PROBLEM 1: Copy out everything in the Libya article from "Once again, there" down to "his rival’s seat.", but swap "prime ministers" for "premiers".
PROBLEM 2: According to the Libya article, for how long has the country's relative peace prevailed?
PROBLEM 3: Write the next part of the article on Libya's renewed division, picking up after its final sentence.

QUOTED TEXT:
┌──

Divided again, Libya slides back toward violence, chaos

Divided again, Libya slides back toward violence, chaos
  • The fighting underscored the fragility of Libya’s relative peace that has prevailed for more than a year but it also looked like history was repeating itself

CAIRO: For many Libyans, clashes that erupted in the capital of Tripoli last month were all too familiar — a deja vu of street fighting, reverberating gunfire and people cowering inside their homes. A video circulated online on the day, showing a man shouting from a mosque loudspeaker “Enough war, we want our young generation!“

The fighting underscored the fragility of Libya’s relative peace that has prevailed for more than a year but it also looked like history was repeating itself. Now, observers say that momentum to reunify the country has been lost and that its future is looking grim.

Once again, there are two competing governments vying for control in Libya, already torn by more than a decade of civil war. The clashes in the capital broke out after one of Libya’s two prime ministers challenged the other by coming to Tripoli, his rival’s seat.

Libya has for years been split between rival administrations in the east and the west, each supported by rogue militias and foreign governments. The Mediterranean nation has been in a state of upheaval since the 2011 NATO-backed uprising toppled and later killed longtime dictator Muammar Qaddafi.

└──

PROVIDED DATA:
┌──

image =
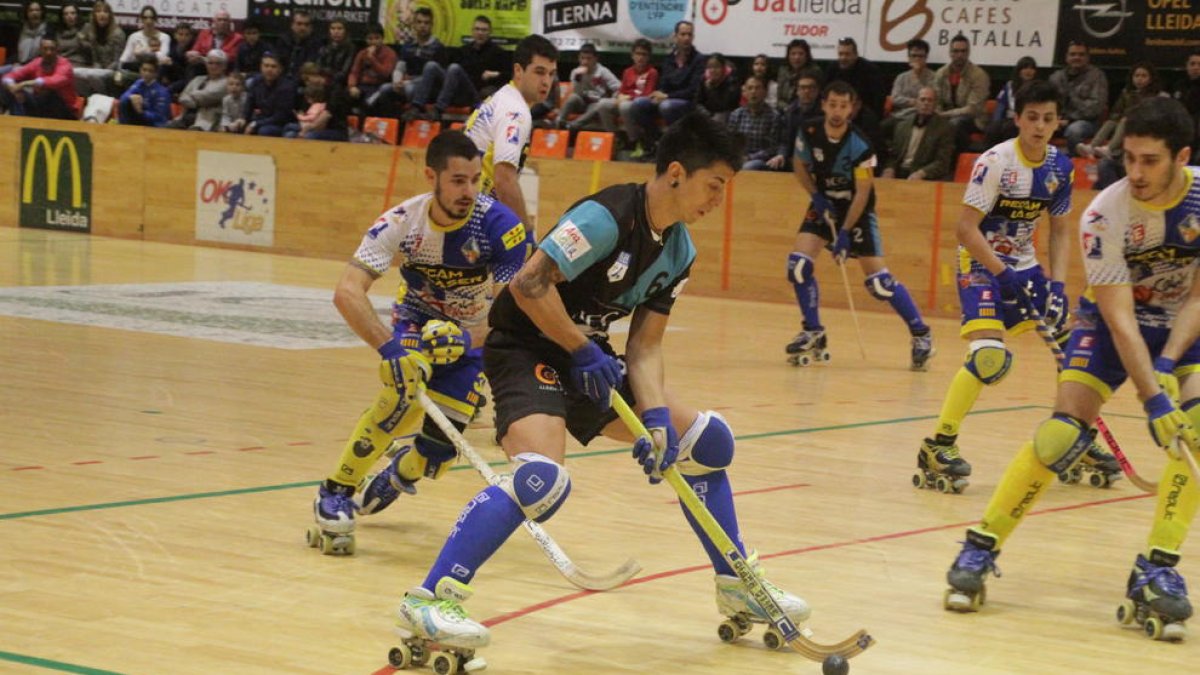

└──

WRITTEN RESPONSE 1:
Once again, there are two competing governments vying for control in Libya, already torn by more than a decade of civil war. The clashes in the capital broke out after one of Libya’s two premiers challenged the other by coming to Tripoli, his rival’s seat.

WRITTEN RESPONSE 2: More than a year.

WRITTEN RESPONSE 3:
But a plan had emerged in the past two years that was meant to put the country on the path toward elections. A UN-brokered process installed an interim government in early 2021 to shepherd Libyans to elections that were due late last year.

That government, led by Prime Minister Abdul Hamid Dbeibah, briefly unified the political factions under heavy international pressure. But the voting never took place, and since then, the plan has unraveled and left the country in crisis.

Lawmakers in Libya’s east-based parliament, headed by influential speaker Aguila Saleh, argued that Dbeibah’s mandate ended when the interim government failed to hold elections.

They went ahead and chose Fathi Bashagha, a powerful former interior minister from the western city of Misrata, as new prime minister. Their position gained the endorsement of powerful commander Khalifa Haftar whose forces control the country’s east and most of the south, including major oil facilities.

Dbeibah has refused to step down, and factions allied with him in western Libya deeply oppose Haftar. They maintain that Dbeibah, who is also from Misrata with ties to its powerful militias, is working toward holding elections.

Analysts are skeptical.

Claudia Gazzini, a Libya expert at the International Crisis Group, described the Bashagha-Dbeibah rivalry as “a feud over legitimacy,” with “both governments claiming they are legitimate.”

“I don’t think they will be able to hold elections this year,” she said, and also expressed doubts that UN attempts to get Libyan parties to reach a constitutional consensus on the elections will make any progress.

The power struggle came to a head on May 17, when Bashagha entered Tripoli and attempted to install his government there. He had help from the powerful Nawasi Brigade militia, led by Mustafa Qaddur, deputy head of Libya’s intelligence agency.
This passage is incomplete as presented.